Al risultato hanno contribuito più gli uomini che le donne, più i “giovani” fino a 34anni che
gli adulti con responsabilità familiari (che sono però molto aumentati nell’ultimo anno), più il Centro e il Nord-ovest che il Mezzogiorno (che rimane comunque l’area con il più alto grado di concentrazione di persone in cerca di lavoro).
Gli effetti della crisi hanno contribuito a modificare l’area della disoccupazione. Nel 2008, i disoccupati sono per il 70 per cento persone con precedenti esperienze lavorative: per il 44 per cento sono ex occupati, ma per il 26 per cento sono inattivi che, verosimilmente a seguito del peggioramento delle condizioni economiche,si sono posti sul mercato del lavoro. Il restante 30 per cento sono persone in cerca di prima occupazione.

◆ Materiale ◆

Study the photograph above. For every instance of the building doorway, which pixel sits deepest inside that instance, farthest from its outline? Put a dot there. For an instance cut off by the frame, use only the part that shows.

◆ Esercizio scritto A ◆
Secondo il testo sulla disoccupazione, nel 2008 quale quota dei disoccupati era costituita da persone in cerca di prima occupazione?
◆ Esercizio scritto B ◆
Elenca tutte le percentuali con cui il testo sulla disoccupazione descrive la composizione dei disoccupati nel 2008.
◆ Esercizio scritto C ◆
Trascrivi dal testo sulla disoccupazione il passo che comincia con "Al risultato hanno" e continua fino a "di prima occupazione.".

◆ Risposta completa A ◆
Il 30 per cento.

◆ Risposta completa B ◆
70 per cento, 44 per cento, 26 per cento, 30 per cento

◆ Risposta completa C ◆
Al risultato hanno contribuito più gli uomini che le donne, più i “giovani” fino a 34anni che
gli adulti con responsabilità familiari (che sono però molto aumentati nell’ultimo anno), più il Centro e il Nord-ovest che il Mezzogiorno (che rimane comunque l’area con il più alto grado di concentrazione di persone in cerca di lavoro).
Gli effetti della crisi hanno contribuito a modificare l’area della disoccupazione. Nel 2008, i disoccupati sono per il 70 per cento persone con precedenti esperienze lavorative: per il 44 per cento sono ex occupati, ma per il 26 per cento sono inattivi che, verosimilmente a seguito del peggioramento delle condizioni economiche,si sono posti sul mercato del lavoro. Il restante 30 per cento sono persone in cerca di prima occupazione.